====== Available records

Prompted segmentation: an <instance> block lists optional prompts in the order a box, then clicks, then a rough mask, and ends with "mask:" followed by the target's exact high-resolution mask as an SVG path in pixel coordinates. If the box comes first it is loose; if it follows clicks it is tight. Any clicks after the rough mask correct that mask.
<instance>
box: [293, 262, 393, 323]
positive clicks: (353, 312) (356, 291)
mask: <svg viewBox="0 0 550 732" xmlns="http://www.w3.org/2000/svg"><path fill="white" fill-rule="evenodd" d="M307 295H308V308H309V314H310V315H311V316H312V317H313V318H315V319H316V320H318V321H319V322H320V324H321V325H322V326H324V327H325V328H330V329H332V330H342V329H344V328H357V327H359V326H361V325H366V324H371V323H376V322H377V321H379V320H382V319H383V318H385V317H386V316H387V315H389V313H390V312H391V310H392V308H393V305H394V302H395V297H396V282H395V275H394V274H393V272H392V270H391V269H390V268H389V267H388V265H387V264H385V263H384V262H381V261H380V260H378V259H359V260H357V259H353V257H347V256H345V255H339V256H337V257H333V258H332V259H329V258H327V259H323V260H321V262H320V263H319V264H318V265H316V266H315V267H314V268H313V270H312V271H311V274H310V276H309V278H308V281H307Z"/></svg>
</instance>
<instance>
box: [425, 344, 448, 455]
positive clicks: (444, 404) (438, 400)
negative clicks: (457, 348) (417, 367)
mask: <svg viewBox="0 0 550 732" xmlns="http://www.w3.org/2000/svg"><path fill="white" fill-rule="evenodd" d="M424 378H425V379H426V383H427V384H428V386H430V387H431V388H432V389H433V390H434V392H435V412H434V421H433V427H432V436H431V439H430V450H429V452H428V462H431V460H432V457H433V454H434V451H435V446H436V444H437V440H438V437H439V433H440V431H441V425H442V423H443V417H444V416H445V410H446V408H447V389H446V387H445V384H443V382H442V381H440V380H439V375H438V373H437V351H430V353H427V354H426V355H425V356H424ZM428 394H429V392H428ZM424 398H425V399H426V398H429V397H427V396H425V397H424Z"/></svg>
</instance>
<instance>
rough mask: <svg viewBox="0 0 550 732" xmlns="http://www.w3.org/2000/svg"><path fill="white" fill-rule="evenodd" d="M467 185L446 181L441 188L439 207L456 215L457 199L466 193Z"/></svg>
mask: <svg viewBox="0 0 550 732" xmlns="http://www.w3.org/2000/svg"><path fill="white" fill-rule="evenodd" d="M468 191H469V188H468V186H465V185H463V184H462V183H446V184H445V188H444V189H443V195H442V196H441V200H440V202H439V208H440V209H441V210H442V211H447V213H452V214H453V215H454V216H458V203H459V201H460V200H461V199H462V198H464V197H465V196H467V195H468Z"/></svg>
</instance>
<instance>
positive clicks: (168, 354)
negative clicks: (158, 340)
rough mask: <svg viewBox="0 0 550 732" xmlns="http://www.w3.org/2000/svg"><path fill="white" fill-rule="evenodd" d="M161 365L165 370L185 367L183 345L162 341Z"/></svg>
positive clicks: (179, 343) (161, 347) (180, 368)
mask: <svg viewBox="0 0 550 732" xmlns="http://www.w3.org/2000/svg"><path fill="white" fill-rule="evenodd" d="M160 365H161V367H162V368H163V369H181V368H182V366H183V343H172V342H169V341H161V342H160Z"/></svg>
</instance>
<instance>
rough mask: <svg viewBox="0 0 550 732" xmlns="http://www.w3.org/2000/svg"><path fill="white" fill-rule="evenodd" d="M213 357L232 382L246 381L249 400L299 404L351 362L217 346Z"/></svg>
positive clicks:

============

Turn the lines from the start of the items through the line containing "positive clicks: (353, 312) (356, 291)" into a JSON list of strings, one string per line, with blank lines left out.

[
  "Prompted segmentation: an <instance> block lists optional prompts in the order a box, then clicks, then a rough mask, and ends with \"mask:\" followed by the target's exact high-resolution mask as an SVG path in pixel coordinates. If the box comes first it is loose; if it follows clicks it is tight. Any clicks after the rough mask correct that mask.",
  "<instance>",
  "box: [293, 262, 393, 323]",
  "positive clicks: (353, 312) (356, 291)"
]